#### [Directions]
Once the data has been read, restate all of it exactly.

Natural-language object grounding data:
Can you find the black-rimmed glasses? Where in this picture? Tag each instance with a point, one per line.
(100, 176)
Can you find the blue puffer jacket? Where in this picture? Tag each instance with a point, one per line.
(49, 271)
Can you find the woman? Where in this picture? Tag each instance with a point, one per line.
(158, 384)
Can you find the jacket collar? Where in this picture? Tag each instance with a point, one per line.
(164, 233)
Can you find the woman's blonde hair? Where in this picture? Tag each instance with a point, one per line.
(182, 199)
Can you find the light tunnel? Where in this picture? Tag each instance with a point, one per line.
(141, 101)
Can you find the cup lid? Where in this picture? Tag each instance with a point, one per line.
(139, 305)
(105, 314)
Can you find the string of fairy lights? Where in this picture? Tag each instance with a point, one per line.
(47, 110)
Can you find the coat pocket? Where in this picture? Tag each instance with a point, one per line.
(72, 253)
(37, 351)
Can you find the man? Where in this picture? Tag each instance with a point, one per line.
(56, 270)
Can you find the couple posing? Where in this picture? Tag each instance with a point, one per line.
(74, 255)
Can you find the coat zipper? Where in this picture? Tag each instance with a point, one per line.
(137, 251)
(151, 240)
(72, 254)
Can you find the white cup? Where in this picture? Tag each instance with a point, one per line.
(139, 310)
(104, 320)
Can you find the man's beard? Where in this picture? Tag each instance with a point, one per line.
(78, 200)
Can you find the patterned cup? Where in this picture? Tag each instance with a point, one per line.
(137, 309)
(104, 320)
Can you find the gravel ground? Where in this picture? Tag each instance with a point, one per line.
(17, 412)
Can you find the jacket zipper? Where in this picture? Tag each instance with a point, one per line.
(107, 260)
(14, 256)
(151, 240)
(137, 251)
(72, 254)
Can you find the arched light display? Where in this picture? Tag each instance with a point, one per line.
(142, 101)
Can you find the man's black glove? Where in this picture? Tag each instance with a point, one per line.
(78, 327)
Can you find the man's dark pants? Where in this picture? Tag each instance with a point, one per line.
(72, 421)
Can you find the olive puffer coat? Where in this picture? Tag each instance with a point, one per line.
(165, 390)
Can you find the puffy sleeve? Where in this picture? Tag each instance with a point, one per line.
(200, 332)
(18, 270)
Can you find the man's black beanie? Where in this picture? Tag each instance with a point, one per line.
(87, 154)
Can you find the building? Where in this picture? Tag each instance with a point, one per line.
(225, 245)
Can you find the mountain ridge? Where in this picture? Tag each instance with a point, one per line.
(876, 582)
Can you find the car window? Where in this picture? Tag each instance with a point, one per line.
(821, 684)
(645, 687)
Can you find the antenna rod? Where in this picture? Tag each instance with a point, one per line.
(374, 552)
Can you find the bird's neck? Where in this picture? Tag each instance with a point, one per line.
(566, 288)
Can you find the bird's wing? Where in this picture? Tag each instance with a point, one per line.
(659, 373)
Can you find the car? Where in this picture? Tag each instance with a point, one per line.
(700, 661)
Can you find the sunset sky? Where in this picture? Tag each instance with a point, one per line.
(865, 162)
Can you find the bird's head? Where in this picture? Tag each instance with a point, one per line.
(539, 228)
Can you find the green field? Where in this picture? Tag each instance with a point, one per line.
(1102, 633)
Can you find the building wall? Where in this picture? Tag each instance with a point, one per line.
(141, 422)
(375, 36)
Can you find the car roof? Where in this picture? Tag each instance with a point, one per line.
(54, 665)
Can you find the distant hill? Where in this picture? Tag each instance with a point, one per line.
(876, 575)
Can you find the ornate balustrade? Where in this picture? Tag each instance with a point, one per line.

#### [Exercise output]
Can you find the black-rimmed glasses? Where in this picture? Tag each instance with a point, one per line.
(100, 176)
Can you find the blue puffer jacket? Where in this picture? Tag each instance with a point, one per line.
(49, 271)
Can you find the woman? Where in this picture? Tag each instance with a point, one per line.
(158, 384)
Can you find the jacket collar? Where in this picture? Tag each instance with a point, one per line.
(164, 233)
Can you find the woman's blonde hair? Where in this picture? Tag each instance with a point, one per line.
(182, 199)
Can you find the light tunnel? Where in this picture? Tag each instance with a point, one per line.
(141, 101)
Can you find the cup lid? Where in this picture? Tag each instance with a point, one per line.
(139, 305)
(105, 314)
Can you find the string of fairy lights? Where in this picture? Tag each instance with a point, one per line.
(47, 110)
Can you find the coat pocket? Where in this picture? Tag each instance with a point, one per line.
(72, 253)
(37, 351)
Can you find the man? Where in this picture? Tag each instance with a point, one per line.
(56, 270)
Can you find the couple posing? Where in this picture? Tag each instance with a point, one per line.
(74, 255)
Can you find the coat zipper? Where in this picture? Tag each instance with a point, one per line.
(137, 251)
(151, 240)
(72, 254)
Can you find the white cup? Where in this picture? Tag each instance with a point, one per line.
(139, 310)
(104, 320)
Can you find the man's beard? Where in this picture? Tag each instance with a point, one per line.
(78, 200)
Can you find the patterned cup? Where in this picture? Tag each instance with a point, one per line.
(137, 309)
(104, 320)
Can you find the gravel ground? Where in this picture? Tag each instance with a point, one per line.
(17, 412)
Can you find the jacket zipper? Where in this picture? Tag each instance with a point, one per line.
(107, 260)
(14, 256)
(151, 240)
(137, 251)
(72, 254)
Can you find the arched light display? Where in this picture? Tag each instance with a point, one per line.
(142, 101)
Can you find the man's black glove? Where in this picture? Tag each instance with a point, one per line.
(78, 327)
Can you find the man's dark pants? Where in this picture? Tag each instance with a point, one per line.
(72, 421)
Can you find the olive puffer coat? Where in this picture? Tag each instance with a point, one per line.
(165, 390)
Can you find the puffy sleeve? Where in this picture? Tag each instance with a point, one per line.
(200, 332)
(18, 270)
Can you find the man's black beanie? Where in this picture? Tag each instance with a point, one per line.
(87, 154)
Can you find the building? Where in this picture? Tag each instance with a point, one per line.
(225, 245)
Can you find the mountain ridge? Where in this picture? Tag each instance with a point, one per line.
(876, 582)
Can you find the car window? Where in this picture? Tag each instance with a point, one per line.
(821, 684)
(645, 687)
Can you find the antenna rod? Where in this picture? Tag each instance with a point, one per line.
(374, 552)
Can you find the bird's neck? Where in this picture? Tag each instance with a point, one per line.
(566, 288)
Can you find the bird's wing? Where in this picture? Tag each instance with a point, one per line.
(659, 373)
Can you find the car? Where in this picture? Tag each instance with a point, one per line.
(700, 661)
Can you find the sunset sky? Where in this picture? Tag each instance with a point, one per line.
(865, 162)
Can you find the bird's head? Where in this picture? Tag each instance with a point, one per line.
(539, 228)
Can you find the green field? Where in this picture? Tag each instance with a point, one per line.
(1102, 633)
Can you find the building wall? Where in this picture? Tag each instance with a point, one per line.
(141, 422)
(375, 36)
Can you find the car roof? Where in this picture? Tag each instance with a point, one per line.
(54, 665)
Can you find the distant hill? Where in this picture? Tag each instance with a point, one per line.
(876, 575)
Can you find the ornate balustrade? Where in this picture? Tag each instance with a point, one per line.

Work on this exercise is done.